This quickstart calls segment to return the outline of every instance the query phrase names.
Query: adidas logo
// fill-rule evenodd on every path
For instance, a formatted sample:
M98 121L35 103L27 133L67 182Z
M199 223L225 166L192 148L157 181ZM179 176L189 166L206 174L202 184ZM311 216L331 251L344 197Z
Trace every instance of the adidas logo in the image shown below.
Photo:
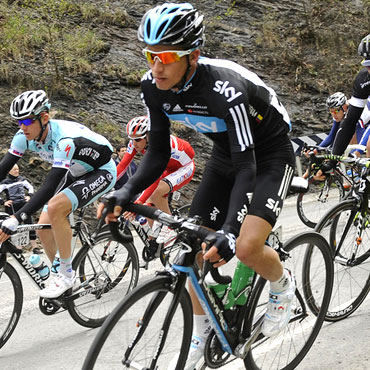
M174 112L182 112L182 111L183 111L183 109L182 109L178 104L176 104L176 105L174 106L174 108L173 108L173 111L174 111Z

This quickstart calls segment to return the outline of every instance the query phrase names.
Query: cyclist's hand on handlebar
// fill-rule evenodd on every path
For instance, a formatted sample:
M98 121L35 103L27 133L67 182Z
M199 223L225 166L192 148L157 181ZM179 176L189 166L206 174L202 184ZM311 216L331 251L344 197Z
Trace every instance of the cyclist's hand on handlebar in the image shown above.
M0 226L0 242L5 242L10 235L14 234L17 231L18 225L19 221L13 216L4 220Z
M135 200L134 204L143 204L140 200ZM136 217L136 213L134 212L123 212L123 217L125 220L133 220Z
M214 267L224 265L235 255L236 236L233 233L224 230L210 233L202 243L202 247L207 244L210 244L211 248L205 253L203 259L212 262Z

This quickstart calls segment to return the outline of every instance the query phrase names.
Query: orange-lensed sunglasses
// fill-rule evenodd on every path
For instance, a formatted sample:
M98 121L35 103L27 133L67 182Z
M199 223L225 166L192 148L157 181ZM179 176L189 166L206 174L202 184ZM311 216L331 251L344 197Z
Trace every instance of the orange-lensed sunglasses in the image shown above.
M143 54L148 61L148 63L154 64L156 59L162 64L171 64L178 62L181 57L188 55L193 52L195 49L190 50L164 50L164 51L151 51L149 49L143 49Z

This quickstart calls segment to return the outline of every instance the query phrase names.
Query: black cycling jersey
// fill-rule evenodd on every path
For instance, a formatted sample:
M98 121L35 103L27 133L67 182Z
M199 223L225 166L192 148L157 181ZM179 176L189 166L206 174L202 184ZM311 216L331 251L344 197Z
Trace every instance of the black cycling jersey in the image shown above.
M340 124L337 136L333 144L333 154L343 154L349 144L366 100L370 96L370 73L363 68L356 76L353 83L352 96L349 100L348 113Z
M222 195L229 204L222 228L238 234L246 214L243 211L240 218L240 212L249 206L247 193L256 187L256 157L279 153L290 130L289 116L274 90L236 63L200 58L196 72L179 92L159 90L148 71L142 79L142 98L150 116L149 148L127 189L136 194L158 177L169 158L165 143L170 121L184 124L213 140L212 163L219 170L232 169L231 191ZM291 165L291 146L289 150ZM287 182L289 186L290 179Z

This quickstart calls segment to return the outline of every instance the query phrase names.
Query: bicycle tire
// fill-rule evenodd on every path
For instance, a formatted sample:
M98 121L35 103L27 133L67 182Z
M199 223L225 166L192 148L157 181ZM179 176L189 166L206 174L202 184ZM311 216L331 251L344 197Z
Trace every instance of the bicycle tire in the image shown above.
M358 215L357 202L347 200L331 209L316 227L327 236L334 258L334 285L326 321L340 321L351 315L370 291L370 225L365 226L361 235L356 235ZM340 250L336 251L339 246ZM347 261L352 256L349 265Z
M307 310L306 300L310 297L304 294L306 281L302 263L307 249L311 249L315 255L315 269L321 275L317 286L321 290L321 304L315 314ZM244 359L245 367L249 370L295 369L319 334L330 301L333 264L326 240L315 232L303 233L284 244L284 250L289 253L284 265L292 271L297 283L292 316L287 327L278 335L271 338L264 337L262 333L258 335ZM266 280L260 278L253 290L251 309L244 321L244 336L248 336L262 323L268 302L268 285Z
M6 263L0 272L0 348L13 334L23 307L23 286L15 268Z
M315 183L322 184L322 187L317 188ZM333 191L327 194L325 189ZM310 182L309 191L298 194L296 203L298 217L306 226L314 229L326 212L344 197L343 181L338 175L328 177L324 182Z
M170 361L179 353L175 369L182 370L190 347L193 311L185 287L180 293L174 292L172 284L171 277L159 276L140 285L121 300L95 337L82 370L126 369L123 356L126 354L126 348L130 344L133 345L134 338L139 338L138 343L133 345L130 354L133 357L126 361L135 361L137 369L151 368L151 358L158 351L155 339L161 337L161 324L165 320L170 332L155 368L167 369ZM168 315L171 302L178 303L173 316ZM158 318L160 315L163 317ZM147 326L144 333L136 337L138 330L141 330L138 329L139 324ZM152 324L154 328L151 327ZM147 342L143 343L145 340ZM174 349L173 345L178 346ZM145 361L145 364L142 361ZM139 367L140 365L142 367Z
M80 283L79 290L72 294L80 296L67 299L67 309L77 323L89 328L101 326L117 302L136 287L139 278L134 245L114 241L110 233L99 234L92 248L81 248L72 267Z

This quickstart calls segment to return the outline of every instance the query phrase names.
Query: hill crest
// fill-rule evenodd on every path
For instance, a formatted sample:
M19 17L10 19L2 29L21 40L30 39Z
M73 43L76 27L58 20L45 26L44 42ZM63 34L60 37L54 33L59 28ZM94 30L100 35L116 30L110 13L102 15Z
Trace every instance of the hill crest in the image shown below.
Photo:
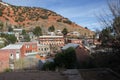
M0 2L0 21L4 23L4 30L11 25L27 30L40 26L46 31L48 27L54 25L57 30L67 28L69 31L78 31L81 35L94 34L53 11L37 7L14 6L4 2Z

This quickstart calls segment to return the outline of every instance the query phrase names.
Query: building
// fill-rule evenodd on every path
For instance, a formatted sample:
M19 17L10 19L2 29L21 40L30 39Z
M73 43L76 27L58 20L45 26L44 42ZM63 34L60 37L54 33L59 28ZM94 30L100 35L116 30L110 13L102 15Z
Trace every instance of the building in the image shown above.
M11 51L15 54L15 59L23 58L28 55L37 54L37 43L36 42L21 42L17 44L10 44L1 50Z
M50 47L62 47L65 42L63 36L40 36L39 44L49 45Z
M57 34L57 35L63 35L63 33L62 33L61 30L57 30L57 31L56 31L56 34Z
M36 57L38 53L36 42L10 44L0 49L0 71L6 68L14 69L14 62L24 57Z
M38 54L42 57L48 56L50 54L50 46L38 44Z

● ● ● ●

* **Required work**: In the entries above, count each line that includes "crest" and report the total with no other text.

* **Exercise output**: 2